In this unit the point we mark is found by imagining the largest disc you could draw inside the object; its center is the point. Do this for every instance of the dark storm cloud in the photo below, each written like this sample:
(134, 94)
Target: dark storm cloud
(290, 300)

---

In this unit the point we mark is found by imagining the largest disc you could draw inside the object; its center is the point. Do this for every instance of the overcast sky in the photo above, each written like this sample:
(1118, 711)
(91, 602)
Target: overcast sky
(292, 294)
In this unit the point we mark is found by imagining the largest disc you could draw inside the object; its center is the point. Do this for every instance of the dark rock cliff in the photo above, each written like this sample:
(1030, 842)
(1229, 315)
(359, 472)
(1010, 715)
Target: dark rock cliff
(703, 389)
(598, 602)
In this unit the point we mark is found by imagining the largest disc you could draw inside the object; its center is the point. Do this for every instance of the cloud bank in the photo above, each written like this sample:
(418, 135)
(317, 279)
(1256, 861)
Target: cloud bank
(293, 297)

*Exercise brief:* Please find each line in the records that contains the string "instance", matching case exactly, and copy those lines out.

*Full output:*
In this unit the point we mark is found by imagining the largest disc you could draw inside the object; its center is the point. Do this for every instance of the dark storm cloud in the photo below, each written like this sample:
In this unit the point we mark is found by imagining the largest disc you could draw inside the object; its center is the point. Do this for every instance of the overcast sky in the photo above, each written like this sample:
In this unit the point we mark is found by imagining the largest disc you could draw inside the object; its center is the point. Do this for every instance of the dark rock cliff in the photo above, each written like this sample:
In this unit the point we mark is found by imagining the largest disc you could draw inside the object; its center is the point. Do this for every instance of the cloud bank in the photo above, each written like this sample:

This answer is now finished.